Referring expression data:
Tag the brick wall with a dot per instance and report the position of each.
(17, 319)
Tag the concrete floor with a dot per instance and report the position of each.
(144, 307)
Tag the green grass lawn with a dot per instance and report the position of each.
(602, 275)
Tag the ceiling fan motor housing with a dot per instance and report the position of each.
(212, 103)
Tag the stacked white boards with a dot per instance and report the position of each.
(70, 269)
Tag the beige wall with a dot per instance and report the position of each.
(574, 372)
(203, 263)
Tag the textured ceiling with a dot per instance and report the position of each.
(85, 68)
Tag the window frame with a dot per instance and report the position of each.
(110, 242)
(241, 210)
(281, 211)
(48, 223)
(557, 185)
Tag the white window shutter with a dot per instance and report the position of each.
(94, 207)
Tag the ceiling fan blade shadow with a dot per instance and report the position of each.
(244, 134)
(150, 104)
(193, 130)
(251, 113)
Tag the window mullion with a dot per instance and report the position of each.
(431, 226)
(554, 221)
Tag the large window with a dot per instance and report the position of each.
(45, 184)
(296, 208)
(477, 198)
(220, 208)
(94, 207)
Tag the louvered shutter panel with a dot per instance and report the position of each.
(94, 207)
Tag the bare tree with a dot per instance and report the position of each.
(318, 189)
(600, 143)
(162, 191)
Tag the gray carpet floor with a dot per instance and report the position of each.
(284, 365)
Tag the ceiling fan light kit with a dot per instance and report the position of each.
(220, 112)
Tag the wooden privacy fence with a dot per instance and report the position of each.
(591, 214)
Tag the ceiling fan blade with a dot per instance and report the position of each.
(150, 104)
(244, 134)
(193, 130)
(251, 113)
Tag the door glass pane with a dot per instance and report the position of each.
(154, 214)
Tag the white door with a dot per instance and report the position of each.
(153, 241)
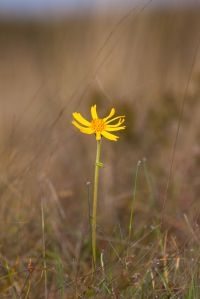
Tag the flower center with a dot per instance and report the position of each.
(98, 125)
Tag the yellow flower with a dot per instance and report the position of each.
(99, 126)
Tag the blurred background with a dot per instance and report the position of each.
(57, 57)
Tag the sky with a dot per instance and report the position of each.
(38, 7)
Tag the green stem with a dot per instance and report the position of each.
(94, 212)
(133, 200)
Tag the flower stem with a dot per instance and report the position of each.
(94, 212)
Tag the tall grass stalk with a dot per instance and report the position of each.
(95, 195)
(133, 200)
(44, 250)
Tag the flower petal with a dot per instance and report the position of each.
(82, 129)
(94, 112)
(112, 112)
(98, 136)
(121, 121)
(117, 117)
(112, 129)
(78, 117)
(109, 136)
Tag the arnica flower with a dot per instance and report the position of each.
(99, 126)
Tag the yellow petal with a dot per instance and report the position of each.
(112, 112)
(98, 136)
(117, 117)
(78, 117)
(94, 112)
(112, 129)
(109, 136)
(121, 121)
(82, 129)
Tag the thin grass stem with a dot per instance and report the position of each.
(44, 251)
(133, 200)
(94, 211)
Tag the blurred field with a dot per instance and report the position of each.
(141, 65)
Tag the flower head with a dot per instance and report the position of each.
(99, 126)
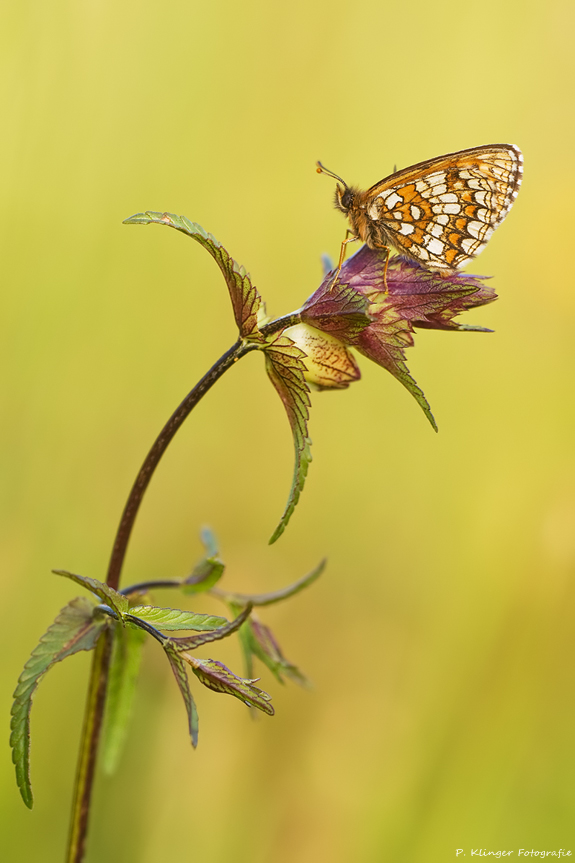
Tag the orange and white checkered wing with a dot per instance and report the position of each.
(442, 212)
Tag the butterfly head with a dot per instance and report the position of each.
(344, 195)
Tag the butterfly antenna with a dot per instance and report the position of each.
(322, 170)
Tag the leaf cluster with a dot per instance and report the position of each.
(84, 620)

- Exercise details
Please copy every record above exactly, but leave the pictures out.

- Solved problem
Tag the brick wall with a dot per instance and report the position of each.
(17, 319)
Tag the concrete floor with a dot per instance and report the position of each.
(144, 307)
Tag the green grass lawn with a dot per instance and report the position of each.
(602, 275)
Tag the ceiling fan motor housing with a dot per instance and report the position of each.
(212, 103)
Tag the stacked white boards with a dot per instance and report the position of each.
(70, 269)
Tag the beige wall with a dot per instance and report the position of each.
(574, 372)
(203, 263)
Tag the textured ceiling with a dot per instance and report the position of each.
(85, 68)
Tag the window frame with a dot per instance and report the position of each.
(110, 242)
(241, 210)
(281, 211)
(48, 223)
(557, 185)
Tag the white window shutter with a dot per instance and report the position of each.
(94, 207)
Tag the ceiling fan blade shadow with a dot per instance and report the position of each.
(244, 134)
(150, 104)
(193, 130)
(251, 113)
Tag the window mullion with a dot per instance and report the position of each.
(431, 226)
(554, 221)
Tag the large window with a dot per instance and report the position of each.
(45, 184)
(296, 208)
(477, 198)
(220, 208)
(94, 207)
Tag the louvered shutter panel with a dot per instance and report the position of each.
(94, 207)
Tag the bare tree with a dot per instance and report the position of each.
(318, 189)
(600, 143)
(162, 191)
Tag the gray carpet floor with a dot per instance and report the position of each.
(284, 365)
Tag the ceiling fan light kit with a dot per instance and report the position of each.
(220, 112)
Tag the wooden privacy fence with a dot per instance and report the position of each.
(591, 214)
Tag the ceiling fan blade with a dot per instance and report the position of each.
(150, 104)
(244, 134)
(193, 130)
(251, 113)
Tag the door glass pane with a dot per instance and report the position of each.
(154, 214)
Tag the white door with a dot per instance and report the position of each.
(153, 241)
Tag the flower center with a dot per instance and report the position of each.
(98, 125)
Tag the yellow flower with a dot per instance and report the position of each.
(99, 126)
Tag the blurred background with a dot per instance and report the position of each.
(57, 57)
Tag the sky with a dot per instance and report the position of each.
(38, 7)
Tag the green stem with a dot per instance and report the position of each.
(94, 212)
(133, 200)
Tag the flower stem with a dot per instance and report the position of each.
(94, 212)
Tag the tall grass stalk with a dot per instance and report the position of each.
(95, 195)
(133, 200)
(44, 250)
Tag the flower petal with a dot per instance and report the position of each.
(82, 129)
(94, 112)
(112, 112)
(98, 136)
(121, 121)
(117, 117)
(112, 129)
(78, 117)
(109, 136)
Tag the arnica flower with a dot per instance and report the position of each.
(99, 126)
Tag the yellow petal with a dot per instance and report the position of each.
(112, 112)
(98, 136)
(117, 117)
(78, 117)
(94, 112)
(112, 129)
(109, 136)
(121, 121)
(82, 129)
Tag the thin grass stem with a dot per instance and report the position of each.
(44, 251)
(133, 200)
(94, 211)
Tag the blurred field with a dot per instance and report the position of each.
(141, 65)
Tag the flower head with a dot per instance and report the position of each.
(99, 126)
Tag the orange and white checkered wing with a dot per instance and report the position of each.
(442, 212)
Tag the butterfly head with a dot per instance and report the position of each.
(344, 195)
Tag the butterfly antenna with a dot per instance and report the position of each.
(322, 170)
Tag the leaf cluster with a dot per instance and report the position of each.
(84, 620)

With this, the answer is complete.